(Dataset entries)
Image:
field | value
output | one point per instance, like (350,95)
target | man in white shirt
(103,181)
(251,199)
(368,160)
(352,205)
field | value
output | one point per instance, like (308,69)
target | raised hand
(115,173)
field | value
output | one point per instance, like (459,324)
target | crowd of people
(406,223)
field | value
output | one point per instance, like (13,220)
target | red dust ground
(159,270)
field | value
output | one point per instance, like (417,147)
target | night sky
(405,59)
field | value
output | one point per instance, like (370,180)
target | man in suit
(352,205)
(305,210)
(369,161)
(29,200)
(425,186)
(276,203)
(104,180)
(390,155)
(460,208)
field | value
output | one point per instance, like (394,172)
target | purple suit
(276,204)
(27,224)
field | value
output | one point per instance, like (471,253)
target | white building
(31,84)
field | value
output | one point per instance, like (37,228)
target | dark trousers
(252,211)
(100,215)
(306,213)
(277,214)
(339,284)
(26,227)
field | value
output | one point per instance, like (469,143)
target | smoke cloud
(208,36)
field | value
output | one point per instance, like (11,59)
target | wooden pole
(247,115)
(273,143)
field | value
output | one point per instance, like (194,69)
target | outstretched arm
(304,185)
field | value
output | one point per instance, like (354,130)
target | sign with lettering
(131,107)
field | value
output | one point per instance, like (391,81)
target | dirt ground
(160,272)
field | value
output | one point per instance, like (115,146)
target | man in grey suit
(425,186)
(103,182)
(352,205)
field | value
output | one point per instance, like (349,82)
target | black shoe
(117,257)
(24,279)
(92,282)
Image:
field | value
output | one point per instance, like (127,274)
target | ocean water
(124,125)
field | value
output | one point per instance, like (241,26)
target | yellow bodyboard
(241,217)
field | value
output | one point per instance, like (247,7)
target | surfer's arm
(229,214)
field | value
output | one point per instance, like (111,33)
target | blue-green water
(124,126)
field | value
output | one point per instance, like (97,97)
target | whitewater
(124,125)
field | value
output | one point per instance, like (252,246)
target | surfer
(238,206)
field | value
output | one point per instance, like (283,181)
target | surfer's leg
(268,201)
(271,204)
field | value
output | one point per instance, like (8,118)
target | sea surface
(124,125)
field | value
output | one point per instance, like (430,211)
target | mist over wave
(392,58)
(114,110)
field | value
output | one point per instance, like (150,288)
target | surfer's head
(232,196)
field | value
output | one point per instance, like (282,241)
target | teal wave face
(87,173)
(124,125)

## Task brief
Write out the data above again, word for word.

## Written solution
Image:
field | value
output | one point per instance, like (350,95)
target | man in white shirt
(103,181)
(251,199)
(368,160)
(352,205)
field | value
output | one point per instance, like (308,69)
target | raised hand
(115,173)
field | value
output | one point per instance, like (459,324)
target | crowd of people
(406,223)
field | value
output | one point per instance, like (13,220)
target | red dust ground
(159,270)
field | value
output | one point per instance, like (417,147)
target | night sky
(405,59)
field | value
output | one point per instance, like (370,180)
target | man in suit
(352,205)
(305,210)
(369,161)
(29,200)
(425,186)
(276,203)
(104,180)
(390,155)
(460,208)
field | value
output | one point per instance, like (394,172)
target | purple suit
(276,204)
(27,224)
field | value
output | one point per instance, like (471,253)
target | white building
(31,84)
field | value
output | one point per instance, like (37,228)
target | dark trousers
(252,211)
(100,215)
(306,213)
(277,214)
(339,284)
(26,227)
field | value
output | one point per instance, like (469,143)
target | smoke cloud
(208,36)
field | value
output | one point per instance, like (11,59)
target | wooden pole
(247,115)
(273,143)
field | value
output | one point per instance, like (194,69)
target | outstretched arm
(304,185)
field | value
output | one point per instance, like (354,130)
target | sign with lettering
(131,107)
field | value
output | one point per instance, like (391,81)
target | dirt ground
(160,272)
field | value
output | one point per instance, like (115,146)
target | man in grey suit
(425,186)
(103,182)
(352,205)
field | value
output | one point per instance, like (349,82)
target | black shoe
(117,257)
(24,279)
(92,282)
Image:
field | value
output | one point per instance, like (127,274)
target | ocean water
(124,125)
field | value
output | one point per instance, like (241,26)
target | yellow bodyboard
(241,217)
field | value
output | one point per instance, like (247,7)
target | surfer's arm
(229,214)
field | value
output | one point per instance, like (111,33)
target | blue-green water
(124,126)
field | value
output | one point per instance, like (97,97)
target | whitewater
(124,125)
field | value
output | one point per instance, like (252,246)
target | surfer
(238,206)
field | value
output | one point per instance, like (283,181)
target | surfer's leg
(268,201)
(271,204)
field | value
output | one point per instance, like (8,118)
target | sea surface
(124,125)
field | value
output | one point per instance, like (430,211)
target | mist over wave
(392,58)
(114,110)
field | value
output | one point per instance, like (150,288)
target | surfer's head
(232,196)
field | value
output | one point per instance, like (282,241)
target | teal wave face
(87,173)
(124,125)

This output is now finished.